Starting at the line that contains "of the open" and continuing through the last line, change every "notebook" to "journal" and give those lines again with nothing else altered.

--- INPUT DATA ---

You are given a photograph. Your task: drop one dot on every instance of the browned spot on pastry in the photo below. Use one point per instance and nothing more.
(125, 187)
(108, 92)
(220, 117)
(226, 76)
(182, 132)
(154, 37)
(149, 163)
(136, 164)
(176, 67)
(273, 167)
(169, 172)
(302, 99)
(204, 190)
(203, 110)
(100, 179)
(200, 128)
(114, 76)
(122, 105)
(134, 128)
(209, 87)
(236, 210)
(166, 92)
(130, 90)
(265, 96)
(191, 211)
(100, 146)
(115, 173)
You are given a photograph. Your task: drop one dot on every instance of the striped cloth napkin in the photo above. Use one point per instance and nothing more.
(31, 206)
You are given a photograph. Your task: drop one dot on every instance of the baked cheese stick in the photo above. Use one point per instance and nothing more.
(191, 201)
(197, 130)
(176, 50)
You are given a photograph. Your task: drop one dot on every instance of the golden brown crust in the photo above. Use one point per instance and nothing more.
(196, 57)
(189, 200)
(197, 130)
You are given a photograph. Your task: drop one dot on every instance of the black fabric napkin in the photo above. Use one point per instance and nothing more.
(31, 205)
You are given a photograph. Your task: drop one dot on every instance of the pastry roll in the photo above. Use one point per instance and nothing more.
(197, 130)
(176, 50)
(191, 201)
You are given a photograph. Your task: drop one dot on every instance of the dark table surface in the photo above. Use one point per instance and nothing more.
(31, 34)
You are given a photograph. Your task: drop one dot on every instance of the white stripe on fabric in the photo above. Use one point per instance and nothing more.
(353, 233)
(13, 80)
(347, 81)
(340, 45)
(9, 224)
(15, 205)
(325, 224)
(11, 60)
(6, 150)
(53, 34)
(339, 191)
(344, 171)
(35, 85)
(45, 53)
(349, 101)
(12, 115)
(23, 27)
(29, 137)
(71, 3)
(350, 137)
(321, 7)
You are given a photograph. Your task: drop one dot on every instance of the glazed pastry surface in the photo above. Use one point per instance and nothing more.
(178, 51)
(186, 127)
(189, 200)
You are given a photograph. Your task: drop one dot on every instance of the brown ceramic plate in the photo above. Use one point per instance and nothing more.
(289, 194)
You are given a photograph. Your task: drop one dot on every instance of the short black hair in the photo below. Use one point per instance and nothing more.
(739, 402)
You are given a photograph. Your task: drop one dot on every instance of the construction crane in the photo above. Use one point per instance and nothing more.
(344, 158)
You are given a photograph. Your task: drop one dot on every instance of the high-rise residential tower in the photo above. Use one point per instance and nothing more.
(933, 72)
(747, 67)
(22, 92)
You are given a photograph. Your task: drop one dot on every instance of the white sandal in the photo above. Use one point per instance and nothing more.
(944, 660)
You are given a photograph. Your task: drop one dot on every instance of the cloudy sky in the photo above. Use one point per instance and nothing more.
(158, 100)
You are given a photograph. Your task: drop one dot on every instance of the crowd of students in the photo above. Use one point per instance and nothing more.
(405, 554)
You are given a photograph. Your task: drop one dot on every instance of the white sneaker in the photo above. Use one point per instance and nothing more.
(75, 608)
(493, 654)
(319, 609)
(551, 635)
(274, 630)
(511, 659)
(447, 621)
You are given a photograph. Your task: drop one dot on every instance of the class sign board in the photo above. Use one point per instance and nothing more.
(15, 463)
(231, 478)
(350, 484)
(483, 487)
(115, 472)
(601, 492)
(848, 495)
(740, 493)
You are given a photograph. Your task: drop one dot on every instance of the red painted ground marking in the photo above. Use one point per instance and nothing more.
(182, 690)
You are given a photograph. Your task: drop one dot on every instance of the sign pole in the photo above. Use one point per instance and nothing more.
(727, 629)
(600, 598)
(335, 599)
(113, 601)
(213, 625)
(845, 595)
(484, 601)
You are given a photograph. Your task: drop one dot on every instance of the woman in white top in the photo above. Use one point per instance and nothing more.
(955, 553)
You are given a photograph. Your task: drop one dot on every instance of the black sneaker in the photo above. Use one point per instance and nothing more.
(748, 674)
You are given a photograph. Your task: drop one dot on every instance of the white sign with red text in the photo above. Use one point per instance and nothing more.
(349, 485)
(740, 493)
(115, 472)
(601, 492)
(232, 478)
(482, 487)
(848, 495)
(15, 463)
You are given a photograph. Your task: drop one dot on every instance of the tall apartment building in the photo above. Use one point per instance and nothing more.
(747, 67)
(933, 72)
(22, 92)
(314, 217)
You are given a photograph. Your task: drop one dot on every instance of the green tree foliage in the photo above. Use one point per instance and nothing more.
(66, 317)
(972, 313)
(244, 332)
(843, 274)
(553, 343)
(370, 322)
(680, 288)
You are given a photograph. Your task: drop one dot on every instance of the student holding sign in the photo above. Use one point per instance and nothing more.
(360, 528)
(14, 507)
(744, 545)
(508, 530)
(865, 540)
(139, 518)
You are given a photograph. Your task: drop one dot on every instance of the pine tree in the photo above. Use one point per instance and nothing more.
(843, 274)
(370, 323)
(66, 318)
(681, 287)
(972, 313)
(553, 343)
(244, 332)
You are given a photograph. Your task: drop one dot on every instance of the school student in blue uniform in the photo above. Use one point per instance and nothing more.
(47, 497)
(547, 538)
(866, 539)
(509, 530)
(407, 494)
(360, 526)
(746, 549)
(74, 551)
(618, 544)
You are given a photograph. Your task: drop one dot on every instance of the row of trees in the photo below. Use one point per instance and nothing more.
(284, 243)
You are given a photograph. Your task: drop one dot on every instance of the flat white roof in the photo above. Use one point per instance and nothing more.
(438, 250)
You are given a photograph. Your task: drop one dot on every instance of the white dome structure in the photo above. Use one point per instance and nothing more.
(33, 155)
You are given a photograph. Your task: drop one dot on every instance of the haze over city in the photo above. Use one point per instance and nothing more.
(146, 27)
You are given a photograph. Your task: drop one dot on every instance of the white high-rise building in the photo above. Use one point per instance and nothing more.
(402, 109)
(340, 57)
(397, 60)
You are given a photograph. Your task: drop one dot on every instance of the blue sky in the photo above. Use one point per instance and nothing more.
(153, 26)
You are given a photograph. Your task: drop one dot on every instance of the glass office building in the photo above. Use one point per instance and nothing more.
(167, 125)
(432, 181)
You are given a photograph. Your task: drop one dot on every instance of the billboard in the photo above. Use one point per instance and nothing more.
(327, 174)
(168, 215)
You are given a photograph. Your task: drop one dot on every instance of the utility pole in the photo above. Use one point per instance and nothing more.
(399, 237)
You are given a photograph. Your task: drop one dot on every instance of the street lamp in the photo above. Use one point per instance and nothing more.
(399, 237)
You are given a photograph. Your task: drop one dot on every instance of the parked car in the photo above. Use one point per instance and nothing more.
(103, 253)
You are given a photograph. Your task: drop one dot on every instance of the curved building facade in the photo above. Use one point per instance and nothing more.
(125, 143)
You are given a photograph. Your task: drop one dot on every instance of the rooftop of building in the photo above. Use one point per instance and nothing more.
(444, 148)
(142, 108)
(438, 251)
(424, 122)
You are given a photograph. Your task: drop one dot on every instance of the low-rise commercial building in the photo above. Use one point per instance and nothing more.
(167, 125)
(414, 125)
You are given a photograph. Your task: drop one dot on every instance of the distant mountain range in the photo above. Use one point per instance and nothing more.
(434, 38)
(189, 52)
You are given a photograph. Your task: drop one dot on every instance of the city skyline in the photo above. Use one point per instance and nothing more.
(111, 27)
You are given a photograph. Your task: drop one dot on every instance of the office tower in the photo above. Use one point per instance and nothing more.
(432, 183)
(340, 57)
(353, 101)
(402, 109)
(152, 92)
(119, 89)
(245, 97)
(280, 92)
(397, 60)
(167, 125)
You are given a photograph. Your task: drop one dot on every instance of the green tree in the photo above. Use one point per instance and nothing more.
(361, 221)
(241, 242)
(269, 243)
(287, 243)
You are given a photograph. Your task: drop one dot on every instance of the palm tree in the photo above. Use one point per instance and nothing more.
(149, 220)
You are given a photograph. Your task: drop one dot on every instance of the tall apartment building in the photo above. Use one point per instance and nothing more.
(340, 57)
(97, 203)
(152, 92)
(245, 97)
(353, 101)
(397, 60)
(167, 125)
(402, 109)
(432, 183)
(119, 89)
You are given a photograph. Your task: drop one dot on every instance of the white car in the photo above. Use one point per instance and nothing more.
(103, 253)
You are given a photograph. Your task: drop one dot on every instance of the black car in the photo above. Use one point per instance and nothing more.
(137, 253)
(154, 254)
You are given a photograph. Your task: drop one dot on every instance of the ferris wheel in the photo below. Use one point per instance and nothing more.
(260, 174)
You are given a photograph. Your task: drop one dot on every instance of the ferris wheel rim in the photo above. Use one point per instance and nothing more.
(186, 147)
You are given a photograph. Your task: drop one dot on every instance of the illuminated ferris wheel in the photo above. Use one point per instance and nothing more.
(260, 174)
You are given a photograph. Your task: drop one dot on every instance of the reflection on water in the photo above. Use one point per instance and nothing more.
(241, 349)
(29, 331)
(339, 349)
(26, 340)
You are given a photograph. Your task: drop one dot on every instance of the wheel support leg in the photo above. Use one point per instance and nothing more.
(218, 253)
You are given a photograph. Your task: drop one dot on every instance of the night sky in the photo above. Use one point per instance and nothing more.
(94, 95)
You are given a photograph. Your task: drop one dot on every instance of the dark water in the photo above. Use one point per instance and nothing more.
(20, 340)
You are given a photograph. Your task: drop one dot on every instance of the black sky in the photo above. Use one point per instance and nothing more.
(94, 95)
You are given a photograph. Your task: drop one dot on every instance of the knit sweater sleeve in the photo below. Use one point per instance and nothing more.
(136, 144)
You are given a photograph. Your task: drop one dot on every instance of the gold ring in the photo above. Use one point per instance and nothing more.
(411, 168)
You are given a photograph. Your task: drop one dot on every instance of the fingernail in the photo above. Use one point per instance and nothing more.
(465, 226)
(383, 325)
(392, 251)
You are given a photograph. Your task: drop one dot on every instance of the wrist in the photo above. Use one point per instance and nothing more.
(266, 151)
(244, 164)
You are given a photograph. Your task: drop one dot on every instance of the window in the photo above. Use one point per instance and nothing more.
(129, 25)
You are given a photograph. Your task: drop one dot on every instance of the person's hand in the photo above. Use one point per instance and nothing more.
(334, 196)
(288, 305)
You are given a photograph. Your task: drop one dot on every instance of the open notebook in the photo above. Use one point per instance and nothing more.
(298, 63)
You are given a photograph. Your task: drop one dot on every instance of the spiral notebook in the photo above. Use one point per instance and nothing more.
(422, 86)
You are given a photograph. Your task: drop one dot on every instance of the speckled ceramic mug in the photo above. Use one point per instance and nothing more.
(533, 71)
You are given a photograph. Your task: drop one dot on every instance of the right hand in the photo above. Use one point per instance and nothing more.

---

* ANSWER TO THE EXERCISE:
You are given a photograph. Your task: drop one dot on every instance of the open journal in the photo above. Use one point per instance and nothing more.
(298, 63)
You are given a photograph. Your task: drop one dot on every instance of the spiral journal in the photo above. Use one point per instance and nothing more.
(422, 86)
You are given a photograph. Your task: drop one dot on every instance of the speckled ceramic mug in the photo above. Use one point per instance and nothing more.
(533, 71)
You are given a photograph. Your task: drop one dot on every instance of the right hand in the photo above. Use one point per instance and nothing more.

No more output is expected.